Swap "swimmer's" for "athlete's" and rewrite only the items from the line with "Where can you see the swimmer's chin" up to and including the final line of the items, changing nothing else.

**Records for this exercise:**
************

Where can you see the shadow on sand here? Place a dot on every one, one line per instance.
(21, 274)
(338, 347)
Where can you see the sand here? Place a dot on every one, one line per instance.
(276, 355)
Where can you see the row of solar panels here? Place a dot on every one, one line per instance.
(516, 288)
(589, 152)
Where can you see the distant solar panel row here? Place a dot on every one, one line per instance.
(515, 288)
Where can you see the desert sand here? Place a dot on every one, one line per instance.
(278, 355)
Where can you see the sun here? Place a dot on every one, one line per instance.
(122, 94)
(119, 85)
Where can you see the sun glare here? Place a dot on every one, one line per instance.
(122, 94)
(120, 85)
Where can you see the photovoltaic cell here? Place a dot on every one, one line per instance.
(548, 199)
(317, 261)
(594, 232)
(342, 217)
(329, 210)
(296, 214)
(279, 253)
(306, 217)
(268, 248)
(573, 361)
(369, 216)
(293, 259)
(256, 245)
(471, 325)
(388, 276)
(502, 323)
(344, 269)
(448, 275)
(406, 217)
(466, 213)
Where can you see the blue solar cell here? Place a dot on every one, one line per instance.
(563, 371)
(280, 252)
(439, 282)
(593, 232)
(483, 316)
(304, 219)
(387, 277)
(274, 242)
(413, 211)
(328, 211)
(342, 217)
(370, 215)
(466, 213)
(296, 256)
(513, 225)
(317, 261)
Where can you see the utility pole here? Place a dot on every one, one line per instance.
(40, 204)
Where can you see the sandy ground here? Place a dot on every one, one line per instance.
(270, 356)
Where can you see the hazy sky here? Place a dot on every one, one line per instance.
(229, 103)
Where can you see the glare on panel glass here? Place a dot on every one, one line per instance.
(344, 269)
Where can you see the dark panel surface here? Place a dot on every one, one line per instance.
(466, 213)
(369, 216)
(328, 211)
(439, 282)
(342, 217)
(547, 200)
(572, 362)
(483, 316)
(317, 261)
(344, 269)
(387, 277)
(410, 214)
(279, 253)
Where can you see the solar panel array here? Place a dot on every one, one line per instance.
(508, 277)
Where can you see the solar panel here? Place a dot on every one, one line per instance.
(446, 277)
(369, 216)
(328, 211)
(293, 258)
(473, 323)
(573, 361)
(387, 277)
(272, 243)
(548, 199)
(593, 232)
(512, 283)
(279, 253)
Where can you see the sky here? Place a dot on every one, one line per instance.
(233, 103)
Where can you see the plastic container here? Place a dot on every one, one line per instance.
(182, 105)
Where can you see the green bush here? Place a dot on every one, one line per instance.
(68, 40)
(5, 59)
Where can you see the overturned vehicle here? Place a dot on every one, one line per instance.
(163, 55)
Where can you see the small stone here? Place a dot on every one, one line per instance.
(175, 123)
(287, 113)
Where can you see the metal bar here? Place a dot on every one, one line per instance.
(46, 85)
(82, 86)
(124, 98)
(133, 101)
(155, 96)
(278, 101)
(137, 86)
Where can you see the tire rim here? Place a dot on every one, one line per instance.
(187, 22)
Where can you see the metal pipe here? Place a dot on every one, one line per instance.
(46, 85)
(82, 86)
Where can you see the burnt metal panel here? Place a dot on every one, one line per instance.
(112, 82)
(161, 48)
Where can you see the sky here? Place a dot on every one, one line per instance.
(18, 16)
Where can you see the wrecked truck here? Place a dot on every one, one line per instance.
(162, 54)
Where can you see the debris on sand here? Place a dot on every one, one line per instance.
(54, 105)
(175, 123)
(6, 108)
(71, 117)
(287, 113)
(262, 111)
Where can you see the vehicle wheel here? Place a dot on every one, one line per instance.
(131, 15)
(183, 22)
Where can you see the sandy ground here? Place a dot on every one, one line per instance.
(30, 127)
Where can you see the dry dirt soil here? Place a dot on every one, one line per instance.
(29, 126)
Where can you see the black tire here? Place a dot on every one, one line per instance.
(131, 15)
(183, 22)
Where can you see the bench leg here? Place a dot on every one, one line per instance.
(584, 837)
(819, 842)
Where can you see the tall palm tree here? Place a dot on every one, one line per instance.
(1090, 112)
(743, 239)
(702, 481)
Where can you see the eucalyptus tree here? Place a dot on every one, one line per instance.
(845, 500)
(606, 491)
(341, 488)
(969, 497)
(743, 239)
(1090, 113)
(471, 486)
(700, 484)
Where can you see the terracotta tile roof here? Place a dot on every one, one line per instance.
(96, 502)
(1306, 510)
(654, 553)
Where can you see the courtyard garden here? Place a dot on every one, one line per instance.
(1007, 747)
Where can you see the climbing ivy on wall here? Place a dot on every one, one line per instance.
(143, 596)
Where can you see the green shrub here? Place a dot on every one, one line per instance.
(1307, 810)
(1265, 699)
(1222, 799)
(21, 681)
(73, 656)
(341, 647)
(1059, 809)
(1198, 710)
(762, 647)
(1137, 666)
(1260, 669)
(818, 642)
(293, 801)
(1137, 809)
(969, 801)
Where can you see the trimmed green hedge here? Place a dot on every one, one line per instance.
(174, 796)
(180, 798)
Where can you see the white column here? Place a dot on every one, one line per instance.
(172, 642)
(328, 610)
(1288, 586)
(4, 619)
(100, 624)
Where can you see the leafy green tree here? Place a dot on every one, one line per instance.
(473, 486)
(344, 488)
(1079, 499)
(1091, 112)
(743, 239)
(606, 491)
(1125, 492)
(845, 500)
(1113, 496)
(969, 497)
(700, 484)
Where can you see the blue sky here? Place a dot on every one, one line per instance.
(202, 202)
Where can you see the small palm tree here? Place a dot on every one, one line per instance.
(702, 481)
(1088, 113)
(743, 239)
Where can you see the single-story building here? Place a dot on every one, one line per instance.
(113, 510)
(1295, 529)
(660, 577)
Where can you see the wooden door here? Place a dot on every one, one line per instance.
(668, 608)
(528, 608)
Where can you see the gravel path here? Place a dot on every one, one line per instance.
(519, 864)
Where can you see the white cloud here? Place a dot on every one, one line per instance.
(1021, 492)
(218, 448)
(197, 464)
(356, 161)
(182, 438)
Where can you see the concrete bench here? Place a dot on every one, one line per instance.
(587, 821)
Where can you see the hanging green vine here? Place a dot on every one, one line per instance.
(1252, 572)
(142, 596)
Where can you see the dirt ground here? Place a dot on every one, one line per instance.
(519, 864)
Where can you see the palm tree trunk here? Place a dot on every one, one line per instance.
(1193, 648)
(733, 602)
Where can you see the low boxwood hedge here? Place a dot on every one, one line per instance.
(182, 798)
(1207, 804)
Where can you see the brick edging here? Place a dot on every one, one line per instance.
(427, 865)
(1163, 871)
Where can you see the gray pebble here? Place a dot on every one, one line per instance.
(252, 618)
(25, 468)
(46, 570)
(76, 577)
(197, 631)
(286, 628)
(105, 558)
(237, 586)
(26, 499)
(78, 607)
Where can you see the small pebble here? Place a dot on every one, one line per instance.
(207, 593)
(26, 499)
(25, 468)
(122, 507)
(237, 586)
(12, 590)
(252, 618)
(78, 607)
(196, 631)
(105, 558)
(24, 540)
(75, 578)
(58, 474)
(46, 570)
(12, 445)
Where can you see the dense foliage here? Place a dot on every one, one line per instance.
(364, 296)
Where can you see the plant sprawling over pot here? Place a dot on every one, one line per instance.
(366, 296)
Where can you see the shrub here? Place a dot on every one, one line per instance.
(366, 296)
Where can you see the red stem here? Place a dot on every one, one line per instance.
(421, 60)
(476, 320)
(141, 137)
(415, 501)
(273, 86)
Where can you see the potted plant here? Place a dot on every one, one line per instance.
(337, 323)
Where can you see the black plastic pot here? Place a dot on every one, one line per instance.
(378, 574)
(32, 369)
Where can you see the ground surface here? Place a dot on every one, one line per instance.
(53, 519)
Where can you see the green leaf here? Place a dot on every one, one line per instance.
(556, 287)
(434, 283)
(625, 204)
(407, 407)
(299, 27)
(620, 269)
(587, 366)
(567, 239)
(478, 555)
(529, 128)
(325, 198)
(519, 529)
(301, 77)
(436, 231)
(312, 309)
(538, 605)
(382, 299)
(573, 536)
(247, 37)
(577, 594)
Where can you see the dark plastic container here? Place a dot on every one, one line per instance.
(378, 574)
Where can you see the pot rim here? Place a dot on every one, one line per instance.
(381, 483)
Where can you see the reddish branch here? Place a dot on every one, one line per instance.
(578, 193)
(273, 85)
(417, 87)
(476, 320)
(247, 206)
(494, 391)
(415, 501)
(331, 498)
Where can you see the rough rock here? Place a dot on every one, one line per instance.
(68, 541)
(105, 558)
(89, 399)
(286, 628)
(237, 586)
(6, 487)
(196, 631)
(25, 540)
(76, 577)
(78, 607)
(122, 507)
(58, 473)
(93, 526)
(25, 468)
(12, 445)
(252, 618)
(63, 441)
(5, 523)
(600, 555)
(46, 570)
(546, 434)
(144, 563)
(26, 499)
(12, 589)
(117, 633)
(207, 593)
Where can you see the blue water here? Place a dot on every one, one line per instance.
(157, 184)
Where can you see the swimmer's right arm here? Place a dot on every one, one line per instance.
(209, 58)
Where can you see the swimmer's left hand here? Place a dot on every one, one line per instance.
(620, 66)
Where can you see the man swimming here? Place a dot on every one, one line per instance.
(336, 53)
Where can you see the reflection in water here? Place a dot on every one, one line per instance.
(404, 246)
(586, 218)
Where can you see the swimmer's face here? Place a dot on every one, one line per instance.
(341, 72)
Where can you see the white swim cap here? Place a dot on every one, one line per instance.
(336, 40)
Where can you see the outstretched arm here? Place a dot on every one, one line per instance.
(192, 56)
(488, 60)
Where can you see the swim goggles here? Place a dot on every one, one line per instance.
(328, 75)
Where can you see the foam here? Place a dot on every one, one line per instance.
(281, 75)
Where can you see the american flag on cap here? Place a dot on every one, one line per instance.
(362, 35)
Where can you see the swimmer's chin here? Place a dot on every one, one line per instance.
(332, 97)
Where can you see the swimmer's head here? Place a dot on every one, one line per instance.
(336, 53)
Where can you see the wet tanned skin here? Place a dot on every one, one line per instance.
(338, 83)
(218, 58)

************

**Solved exercise:**
Where can you see the athlete's chin here? Place a dot on every one, one line per instance.
(332, 97)
Where can you see the athlete's head here? Place a dot on every one, one line per instance.
(336, 53)
Where can you see the wet tanned skin here? Place a dot on every one, one line per instance.
(338, 83)
(218, 58)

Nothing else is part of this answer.